** Begin **
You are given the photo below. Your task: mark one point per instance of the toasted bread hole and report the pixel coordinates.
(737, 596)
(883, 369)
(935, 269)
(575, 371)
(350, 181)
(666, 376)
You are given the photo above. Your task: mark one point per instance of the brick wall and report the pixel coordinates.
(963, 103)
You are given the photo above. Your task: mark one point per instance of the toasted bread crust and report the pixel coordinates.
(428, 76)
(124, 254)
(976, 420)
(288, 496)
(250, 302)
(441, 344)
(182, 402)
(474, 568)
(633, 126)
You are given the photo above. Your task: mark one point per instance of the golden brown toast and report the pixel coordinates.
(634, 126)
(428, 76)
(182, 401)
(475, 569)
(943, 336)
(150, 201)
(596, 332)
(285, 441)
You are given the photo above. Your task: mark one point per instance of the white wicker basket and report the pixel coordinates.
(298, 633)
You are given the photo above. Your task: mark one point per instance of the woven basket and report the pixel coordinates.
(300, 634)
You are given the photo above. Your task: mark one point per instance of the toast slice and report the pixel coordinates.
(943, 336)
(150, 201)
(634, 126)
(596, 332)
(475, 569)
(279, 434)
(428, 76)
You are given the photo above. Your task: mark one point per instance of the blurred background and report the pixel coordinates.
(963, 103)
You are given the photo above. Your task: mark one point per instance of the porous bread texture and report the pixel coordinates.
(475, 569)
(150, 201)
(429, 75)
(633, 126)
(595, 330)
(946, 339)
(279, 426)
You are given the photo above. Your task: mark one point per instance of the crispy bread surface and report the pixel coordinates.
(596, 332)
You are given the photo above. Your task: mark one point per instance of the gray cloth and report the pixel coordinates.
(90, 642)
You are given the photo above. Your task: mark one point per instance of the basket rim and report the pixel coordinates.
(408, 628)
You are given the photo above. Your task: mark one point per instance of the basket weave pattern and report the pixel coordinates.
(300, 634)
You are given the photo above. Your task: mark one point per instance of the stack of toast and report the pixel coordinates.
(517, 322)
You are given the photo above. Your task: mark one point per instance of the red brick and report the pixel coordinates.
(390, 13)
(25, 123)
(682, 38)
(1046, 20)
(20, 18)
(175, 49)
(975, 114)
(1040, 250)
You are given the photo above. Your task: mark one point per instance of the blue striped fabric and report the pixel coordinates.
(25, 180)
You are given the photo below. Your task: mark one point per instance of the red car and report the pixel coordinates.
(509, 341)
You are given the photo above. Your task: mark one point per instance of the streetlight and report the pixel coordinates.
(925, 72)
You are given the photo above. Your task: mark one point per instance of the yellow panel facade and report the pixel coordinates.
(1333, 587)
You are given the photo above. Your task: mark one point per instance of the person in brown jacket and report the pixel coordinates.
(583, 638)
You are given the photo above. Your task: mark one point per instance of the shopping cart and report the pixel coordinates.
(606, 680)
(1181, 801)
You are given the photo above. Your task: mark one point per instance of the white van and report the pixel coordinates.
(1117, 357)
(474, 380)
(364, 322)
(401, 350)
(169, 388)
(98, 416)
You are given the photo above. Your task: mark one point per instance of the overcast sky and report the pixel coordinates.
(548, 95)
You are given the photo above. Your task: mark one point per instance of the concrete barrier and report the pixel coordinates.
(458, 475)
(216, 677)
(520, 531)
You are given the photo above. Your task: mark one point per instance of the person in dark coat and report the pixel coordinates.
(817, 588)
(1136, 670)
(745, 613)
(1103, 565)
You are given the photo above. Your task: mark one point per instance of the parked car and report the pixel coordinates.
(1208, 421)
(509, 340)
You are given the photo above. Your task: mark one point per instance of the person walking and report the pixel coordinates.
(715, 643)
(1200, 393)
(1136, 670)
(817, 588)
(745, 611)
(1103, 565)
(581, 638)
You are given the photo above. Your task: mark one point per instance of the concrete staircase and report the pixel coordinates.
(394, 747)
** End **
● Exercise prompt
Every line from the one containing "streetlight and report the pixel coordinates." through the last line of the entries must be written out verbatim, and no other line.

● Correct result
You are given the photo above. Your task: mark one point per instance of the streetlight and report the pixel coordinates.
(925, 72)
You are given the photo above. Your task: mark one point per instance of the yellow panel facade and report the pixel coordinates.
(1333, 587)
You are given the photo above. Your task: mark one point per instance of the person in brown jacket and report the pixel coordinates.
(583, 638)
You are given the photo above. Your task: mark one point per instance of the shopping cart and report the pixel coordinates.
(606, 680)
(1181, 801)
You are given the photo above. Your task: mark one point per instance of the white van and report the pixel coordinates.
(1117, 357)
(474, 380)
(364, 322)
(401, 350)
(169, 388)
(98, 416)
You are given the photo above. Your task: mark one point per instance of the overcast sky and report the pixel coordinates.
(548, 95)
You are given the photo above. Your task: mark one point per instance of the concrete barrier and report the pixel coordinates.
(458, 475)
(216, 677)
(520, 531)
You are given the photo above. Your task: mark one point per instance of the person in dark coat and report the pixel coordinates.
(817, 588)
(1136, 670)
(745, 613)
(1103, 565)
You are given the photo above. Your task: mark one point per instance of the parked car and report the pixel coordinates.
(1208, 421)
(509, 340)
You are given the photo above. Your task: mark one point per instance of the person walking and report the pixel coordinates.
(715, 643)
(1200, 393)
(1136, 670)
(817, 588)
(745, 611)
(1103, 565)
(581, 638)
You are given the photo above. Your task: mark one point per instance of the concrete staircase and report the pixel coordinates.
(394, 747)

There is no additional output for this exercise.